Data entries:

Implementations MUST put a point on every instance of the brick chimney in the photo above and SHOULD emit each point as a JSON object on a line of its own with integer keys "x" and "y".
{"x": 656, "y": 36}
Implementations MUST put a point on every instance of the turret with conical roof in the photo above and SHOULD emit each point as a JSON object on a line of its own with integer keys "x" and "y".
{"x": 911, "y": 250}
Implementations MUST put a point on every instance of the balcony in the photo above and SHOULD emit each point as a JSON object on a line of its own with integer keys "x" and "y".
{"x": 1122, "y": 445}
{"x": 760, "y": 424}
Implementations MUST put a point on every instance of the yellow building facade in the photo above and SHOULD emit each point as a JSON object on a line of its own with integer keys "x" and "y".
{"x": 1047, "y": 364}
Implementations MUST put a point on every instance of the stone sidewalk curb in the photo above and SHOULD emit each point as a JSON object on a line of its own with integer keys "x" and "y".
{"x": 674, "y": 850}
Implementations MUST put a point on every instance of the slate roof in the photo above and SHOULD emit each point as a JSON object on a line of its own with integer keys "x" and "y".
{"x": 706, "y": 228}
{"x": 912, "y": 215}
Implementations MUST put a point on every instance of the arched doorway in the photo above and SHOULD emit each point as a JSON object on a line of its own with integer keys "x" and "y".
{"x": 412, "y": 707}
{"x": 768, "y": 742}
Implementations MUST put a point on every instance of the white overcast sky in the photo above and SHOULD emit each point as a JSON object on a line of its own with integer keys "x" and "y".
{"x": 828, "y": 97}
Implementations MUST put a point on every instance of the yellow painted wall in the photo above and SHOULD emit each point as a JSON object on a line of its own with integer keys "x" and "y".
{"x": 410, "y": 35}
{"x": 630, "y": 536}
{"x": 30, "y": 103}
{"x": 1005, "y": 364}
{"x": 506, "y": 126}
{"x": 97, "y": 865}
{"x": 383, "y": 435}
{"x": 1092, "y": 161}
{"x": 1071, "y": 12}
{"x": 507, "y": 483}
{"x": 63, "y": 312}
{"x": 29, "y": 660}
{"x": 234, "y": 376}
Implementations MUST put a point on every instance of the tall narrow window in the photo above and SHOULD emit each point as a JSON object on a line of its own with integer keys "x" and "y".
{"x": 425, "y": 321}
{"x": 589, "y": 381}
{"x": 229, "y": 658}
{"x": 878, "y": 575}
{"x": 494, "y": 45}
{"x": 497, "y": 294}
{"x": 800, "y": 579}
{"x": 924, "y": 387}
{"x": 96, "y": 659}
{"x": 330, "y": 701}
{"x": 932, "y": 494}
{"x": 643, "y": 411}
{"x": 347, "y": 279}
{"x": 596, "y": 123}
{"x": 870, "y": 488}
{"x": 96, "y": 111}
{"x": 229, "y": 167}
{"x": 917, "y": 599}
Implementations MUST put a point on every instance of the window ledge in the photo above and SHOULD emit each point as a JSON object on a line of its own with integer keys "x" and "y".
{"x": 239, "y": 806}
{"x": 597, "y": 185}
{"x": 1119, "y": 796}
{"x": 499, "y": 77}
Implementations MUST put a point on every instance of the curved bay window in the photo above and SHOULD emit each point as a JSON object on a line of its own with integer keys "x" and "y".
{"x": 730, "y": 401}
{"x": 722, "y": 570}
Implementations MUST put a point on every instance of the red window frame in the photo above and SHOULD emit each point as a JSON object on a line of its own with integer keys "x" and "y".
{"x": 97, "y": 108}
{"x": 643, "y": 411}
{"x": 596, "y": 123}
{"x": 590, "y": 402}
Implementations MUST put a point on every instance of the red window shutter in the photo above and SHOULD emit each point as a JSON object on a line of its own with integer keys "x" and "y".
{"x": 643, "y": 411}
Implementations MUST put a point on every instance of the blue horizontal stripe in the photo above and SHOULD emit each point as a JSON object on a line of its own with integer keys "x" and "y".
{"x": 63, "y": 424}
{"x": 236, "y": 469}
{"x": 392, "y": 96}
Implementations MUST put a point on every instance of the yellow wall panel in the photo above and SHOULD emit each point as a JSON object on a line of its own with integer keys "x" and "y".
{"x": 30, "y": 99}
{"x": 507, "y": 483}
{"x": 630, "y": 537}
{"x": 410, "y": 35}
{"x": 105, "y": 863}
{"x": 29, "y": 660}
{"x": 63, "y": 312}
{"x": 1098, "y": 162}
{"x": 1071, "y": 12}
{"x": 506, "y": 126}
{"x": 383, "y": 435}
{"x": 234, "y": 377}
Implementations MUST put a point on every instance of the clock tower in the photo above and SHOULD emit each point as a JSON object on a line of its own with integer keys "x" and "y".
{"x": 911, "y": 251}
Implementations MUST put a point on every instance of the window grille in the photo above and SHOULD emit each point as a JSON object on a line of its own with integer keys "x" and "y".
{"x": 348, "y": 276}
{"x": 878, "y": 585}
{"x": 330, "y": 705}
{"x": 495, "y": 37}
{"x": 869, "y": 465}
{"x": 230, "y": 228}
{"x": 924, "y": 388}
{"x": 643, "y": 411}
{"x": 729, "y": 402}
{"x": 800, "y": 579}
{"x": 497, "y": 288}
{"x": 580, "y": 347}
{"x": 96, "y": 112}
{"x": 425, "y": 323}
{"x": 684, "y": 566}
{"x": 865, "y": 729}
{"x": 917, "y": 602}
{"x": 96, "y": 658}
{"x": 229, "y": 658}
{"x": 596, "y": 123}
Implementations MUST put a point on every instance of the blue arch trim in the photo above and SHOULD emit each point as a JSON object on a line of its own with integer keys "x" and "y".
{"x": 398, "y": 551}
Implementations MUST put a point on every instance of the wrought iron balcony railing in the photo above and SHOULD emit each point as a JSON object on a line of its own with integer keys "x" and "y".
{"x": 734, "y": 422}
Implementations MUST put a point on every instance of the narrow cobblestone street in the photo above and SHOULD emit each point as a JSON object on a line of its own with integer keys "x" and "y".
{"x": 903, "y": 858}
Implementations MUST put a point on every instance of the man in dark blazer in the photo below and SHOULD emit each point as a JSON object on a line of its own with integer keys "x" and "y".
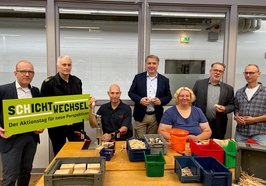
{"x": 150, "y": 91}
{"x": 18, "y": 151}
{"x": 216, "y": 99}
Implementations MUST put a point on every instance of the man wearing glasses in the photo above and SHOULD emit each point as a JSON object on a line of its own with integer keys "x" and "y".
{"x": 63, "y": 83}
{"x": 250, "y": 110}
{"x": 216, "y": 99}
{"x": 18, "y": 151}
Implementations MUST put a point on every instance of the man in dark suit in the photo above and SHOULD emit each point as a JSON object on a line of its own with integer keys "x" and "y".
{"x": 18, "y": 151}
{"x": 216, "y": 99}
{"x": 63, "y": 83}
{"x": 150, "y": 91}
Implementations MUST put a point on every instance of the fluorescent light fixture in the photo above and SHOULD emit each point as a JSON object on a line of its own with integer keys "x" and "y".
{"x": 178, "y": 29}
{"x": 82, "y": 27}
{"x": 83, "y": 38}
{"x": 9, "y": 35}
{"x": 23, "y": 9}
{"x": 107, "y": 12}
{"x": 188, "y": 14}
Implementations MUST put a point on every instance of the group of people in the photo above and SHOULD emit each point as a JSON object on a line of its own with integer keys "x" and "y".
{"x": 18, "y": 151}
{"x": 202, "y": 111}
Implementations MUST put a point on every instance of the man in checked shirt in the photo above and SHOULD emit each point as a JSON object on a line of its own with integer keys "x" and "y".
{"x": 250, "y": 108}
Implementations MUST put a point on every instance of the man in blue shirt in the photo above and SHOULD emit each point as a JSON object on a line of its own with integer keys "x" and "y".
{"x": 115, "y": 115}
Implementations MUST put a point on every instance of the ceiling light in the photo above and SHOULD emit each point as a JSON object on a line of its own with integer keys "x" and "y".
{"x": 178, "y": 29}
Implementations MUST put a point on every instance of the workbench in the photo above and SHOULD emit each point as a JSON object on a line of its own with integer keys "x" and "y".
{"x": 120, "y": 171}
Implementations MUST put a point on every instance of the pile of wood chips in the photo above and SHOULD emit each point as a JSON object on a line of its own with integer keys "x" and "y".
{"x": 245, "y": 180}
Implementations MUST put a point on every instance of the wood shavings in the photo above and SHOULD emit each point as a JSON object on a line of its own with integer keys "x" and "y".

▶ Directions for this task:
Nothing but the lines from the one holding "of the ceiling" to the end of the entries should be returned, each exactly as it stands.

▶ Task result:
Implementations MUST put a point on every instance of the ceiling light in the photo above and SHOULD emit each point as a JSON object on a line of its own with integer keys "x" and "y".
{"x": 178, "y": 29}
Implementations MUST put a point on every instance of the workbench in the photo above and SHOULD emit each point as a JSON object on a line of its own with integer keys "x" and "y".
{"x": 120, "y": 171}
Implementations MUST put a point on every instance of the pile of wood chips in the photo above and SHOULD emit each point as a JSON object on a line of its own with integer keys "x" and "y".
{"x": 245, "y": 180}
Implementations MUST put a point on every instance of the wood shavings in the photo above and SHOULD emit each point as a JSON object on a line of its own with integer keys "x" and "y".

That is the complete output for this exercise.